__What is being asked__:
Return exactly the line that contains "Find the chin" and all lines beneath it in the entries, through the very last one.

__Available records__:
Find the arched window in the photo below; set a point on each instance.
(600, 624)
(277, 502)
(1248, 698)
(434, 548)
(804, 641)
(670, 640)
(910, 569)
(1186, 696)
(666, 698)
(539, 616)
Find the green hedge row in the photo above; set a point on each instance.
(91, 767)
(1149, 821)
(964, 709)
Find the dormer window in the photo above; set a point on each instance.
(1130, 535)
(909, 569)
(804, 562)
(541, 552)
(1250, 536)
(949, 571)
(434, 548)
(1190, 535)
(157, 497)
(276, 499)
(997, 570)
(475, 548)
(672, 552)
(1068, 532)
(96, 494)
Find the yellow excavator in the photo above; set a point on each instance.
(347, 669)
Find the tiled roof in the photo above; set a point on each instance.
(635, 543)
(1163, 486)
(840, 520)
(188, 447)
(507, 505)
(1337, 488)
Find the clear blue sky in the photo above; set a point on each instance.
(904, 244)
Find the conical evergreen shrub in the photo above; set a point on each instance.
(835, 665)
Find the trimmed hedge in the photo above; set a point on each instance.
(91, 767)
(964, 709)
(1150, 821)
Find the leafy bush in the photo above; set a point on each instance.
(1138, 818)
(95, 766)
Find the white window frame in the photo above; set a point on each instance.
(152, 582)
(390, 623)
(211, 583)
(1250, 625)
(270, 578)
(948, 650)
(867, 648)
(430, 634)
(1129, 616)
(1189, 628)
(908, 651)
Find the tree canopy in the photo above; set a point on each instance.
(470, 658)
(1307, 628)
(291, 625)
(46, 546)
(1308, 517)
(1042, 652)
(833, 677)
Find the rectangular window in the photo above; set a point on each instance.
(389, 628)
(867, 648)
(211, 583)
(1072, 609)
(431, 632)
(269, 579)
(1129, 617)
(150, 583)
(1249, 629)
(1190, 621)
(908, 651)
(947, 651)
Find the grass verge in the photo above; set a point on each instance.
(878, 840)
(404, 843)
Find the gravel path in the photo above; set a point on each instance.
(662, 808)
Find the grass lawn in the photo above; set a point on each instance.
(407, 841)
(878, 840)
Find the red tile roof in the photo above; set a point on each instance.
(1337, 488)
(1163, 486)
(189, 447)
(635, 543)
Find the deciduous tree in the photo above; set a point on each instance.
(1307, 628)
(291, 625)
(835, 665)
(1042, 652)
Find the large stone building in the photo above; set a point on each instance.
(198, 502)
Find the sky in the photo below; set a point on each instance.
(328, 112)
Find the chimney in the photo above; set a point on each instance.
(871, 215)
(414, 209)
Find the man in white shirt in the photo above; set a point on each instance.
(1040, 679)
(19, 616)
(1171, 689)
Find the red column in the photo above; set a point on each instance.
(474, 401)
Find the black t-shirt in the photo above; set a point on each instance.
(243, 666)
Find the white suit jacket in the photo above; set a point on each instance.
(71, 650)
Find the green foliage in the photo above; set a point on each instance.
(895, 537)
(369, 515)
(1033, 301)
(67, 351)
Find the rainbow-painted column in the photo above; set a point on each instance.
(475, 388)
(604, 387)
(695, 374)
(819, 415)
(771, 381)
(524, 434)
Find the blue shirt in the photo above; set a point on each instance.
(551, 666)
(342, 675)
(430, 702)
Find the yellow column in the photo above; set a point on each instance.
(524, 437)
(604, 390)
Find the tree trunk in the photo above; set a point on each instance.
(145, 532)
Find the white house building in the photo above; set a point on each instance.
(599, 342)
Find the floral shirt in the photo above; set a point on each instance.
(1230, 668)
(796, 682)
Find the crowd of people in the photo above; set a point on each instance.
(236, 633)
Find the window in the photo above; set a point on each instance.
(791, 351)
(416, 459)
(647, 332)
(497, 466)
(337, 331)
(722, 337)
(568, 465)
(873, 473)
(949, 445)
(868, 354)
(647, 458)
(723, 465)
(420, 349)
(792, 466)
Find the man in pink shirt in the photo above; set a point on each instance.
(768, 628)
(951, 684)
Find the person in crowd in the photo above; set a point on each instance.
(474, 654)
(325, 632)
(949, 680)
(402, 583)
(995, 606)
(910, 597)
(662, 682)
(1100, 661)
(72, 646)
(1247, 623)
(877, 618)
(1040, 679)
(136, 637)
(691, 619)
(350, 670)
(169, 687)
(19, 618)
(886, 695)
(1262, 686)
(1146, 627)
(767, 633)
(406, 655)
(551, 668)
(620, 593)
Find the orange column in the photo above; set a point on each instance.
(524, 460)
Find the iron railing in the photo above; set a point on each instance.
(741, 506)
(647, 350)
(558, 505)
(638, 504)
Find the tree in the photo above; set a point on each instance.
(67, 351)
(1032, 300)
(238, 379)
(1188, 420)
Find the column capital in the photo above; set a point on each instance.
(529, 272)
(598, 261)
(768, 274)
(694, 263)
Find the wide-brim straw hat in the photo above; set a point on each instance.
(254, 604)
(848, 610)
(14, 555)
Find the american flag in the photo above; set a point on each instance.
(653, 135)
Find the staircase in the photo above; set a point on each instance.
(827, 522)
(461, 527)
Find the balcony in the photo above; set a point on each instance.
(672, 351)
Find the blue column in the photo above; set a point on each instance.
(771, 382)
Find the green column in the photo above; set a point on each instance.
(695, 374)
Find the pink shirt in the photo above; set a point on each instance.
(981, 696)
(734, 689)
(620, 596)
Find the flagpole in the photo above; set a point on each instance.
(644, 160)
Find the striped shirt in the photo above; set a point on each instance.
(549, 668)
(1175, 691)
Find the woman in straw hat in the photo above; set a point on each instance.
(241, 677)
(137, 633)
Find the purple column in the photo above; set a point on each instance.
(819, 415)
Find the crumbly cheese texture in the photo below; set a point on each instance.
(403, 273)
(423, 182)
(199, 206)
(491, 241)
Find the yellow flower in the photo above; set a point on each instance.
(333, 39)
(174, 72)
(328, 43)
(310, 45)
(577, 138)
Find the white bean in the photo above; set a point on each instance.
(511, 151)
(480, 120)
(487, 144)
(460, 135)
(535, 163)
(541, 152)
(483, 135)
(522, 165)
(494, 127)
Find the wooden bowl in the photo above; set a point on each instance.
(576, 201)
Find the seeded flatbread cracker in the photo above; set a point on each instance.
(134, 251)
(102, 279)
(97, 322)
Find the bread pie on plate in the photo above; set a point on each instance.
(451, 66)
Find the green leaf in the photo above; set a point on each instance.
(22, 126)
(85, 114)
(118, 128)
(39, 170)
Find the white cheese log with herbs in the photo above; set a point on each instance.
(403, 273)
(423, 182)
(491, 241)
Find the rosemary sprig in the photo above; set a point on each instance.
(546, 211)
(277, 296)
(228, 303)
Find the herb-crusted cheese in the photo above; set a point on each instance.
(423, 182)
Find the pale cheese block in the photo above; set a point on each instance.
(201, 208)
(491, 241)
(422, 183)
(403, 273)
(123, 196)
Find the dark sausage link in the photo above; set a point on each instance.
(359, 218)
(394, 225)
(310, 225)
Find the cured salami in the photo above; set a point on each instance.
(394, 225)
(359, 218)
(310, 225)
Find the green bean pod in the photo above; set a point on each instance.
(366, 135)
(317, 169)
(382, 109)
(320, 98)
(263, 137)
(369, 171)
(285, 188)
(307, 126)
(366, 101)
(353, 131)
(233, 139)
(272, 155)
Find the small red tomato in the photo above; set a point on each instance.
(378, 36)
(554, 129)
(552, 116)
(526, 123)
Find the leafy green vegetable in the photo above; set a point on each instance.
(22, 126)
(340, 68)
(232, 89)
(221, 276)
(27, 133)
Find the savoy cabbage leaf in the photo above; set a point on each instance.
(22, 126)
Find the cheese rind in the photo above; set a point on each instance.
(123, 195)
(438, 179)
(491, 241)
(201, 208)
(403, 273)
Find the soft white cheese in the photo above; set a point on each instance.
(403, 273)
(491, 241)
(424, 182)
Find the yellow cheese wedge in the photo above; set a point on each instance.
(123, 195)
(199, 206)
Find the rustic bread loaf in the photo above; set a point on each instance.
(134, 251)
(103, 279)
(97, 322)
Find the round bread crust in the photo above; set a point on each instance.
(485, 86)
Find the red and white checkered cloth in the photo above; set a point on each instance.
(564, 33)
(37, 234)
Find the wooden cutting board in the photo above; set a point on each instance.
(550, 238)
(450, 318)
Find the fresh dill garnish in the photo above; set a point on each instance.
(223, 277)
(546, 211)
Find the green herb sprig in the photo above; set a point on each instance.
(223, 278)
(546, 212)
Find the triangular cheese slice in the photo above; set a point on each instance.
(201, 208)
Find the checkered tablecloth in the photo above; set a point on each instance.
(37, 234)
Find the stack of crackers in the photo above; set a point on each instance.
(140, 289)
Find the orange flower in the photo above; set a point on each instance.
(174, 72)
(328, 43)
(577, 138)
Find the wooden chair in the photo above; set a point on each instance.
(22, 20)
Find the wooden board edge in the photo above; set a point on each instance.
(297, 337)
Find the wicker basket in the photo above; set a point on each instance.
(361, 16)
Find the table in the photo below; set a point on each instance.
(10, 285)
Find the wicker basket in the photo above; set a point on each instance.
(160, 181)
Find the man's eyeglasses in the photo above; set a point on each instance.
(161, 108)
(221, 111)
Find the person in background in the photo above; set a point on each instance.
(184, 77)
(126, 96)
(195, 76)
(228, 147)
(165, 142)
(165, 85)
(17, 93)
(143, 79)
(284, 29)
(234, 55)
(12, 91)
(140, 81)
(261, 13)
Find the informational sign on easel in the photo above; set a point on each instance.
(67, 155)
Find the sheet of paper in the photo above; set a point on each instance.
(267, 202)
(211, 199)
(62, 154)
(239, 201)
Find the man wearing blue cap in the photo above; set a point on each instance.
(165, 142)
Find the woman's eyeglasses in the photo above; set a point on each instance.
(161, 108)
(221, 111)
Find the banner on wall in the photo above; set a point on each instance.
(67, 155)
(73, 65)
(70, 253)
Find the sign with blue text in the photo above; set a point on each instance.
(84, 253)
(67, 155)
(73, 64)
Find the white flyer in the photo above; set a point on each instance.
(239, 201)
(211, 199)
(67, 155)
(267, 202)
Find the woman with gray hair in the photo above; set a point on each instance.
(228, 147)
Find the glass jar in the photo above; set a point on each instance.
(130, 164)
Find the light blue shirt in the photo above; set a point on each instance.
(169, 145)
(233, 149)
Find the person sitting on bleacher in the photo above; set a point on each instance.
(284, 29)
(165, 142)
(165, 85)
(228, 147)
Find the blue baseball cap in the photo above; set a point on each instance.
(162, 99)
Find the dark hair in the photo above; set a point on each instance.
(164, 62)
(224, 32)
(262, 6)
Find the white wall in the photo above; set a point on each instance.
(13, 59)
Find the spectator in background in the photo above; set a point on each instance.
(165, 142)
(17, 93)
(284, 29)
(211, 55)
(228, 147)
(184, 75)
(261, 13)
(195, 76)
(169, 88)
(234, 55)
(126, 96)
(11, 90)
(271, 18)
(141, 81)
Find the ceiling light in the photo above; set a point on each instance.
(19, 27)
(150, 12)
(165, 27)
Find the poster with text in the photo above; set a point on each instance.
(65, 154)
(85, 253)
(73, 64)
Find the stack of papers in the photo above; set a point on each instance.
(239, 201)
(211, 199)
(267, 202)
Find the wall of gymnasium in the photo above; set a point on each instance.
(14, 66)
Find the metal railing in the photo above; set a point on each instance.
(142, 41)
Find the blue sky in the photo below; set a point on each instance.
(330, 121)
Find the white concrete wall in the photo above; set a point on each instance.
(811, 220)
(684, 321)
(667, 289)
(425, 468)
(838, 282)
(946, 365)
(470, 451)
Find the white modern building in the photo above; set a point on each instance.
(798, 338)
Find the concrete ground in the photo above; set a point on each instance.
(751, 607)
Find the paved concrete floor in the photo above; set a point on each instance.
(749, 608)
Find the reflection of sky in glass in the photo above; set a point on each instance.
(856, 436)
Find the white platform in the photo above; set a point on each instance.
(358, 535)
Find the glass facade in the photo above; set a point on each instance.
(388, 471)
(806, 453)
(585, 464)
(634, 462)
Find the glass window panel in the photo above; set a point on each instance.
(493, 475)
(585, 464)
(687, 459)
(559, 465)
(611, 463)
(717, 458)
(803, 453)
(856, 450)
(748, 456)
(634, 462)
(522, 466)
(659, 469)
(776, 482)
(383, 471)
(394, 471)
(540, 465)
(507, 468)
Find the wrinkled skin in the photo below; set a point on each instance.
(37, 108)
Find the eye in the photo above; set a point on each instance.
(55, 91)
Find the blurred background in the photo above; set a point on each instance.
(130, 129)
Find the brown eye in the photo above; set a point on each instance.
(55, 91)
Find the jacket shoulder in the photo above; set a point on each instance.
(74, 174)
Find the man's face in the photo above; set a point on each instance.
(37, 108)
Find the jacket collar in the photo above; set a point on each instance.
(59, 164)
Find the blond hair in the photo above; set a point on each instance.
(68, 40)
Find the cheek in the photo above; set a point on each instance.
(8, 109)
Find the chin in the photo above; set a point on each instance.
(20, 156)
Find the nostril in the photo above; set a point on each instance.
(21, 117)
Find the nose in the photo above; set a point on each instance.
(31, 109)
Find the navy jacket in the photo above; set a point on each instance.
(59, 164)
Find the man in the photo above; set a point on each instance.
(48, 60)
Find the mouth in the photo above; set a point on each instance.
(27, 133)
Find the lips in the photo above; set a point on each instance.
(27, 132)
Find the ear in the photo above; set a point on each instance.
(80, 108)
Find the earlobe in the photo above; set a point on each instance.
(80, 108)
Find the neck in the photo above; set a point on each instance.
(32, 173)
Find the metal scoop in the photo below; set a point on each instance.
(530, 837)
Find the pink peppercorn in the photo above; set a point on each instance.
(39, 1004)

__Answer area__:
Find the chin in the photo above; set a point on each instance.
(20, 156)
Find the nostril in the photo above; set a point on each instance.
(21, 117)
Find the nose in the photo above; set a point on each instance.
(31, 109)
Find the navy jacket in the photo above; set a point on each instance.
(59, 164)
Find the man in the photo above; set a point on each instance.
(48, 60)
Find the mouth in the photo above; set a point on each instance.
(27, 133)
Find the lips in the photo above; set a point on each instance.
(27, 132)
Find the ear in the photo above; set a point on each instance.
(80, 108)
Find the earlobe in the photo above; set a point on each instance.
(80, 108)
Find the neck in the photo above; set a point on each instance.
(32, 173)
Find the metal scoop in the photo below; set a point on each instance.
(530, 837)
Find the pink peppercorn in the photo above; set a point on each instance.
(39, 1004)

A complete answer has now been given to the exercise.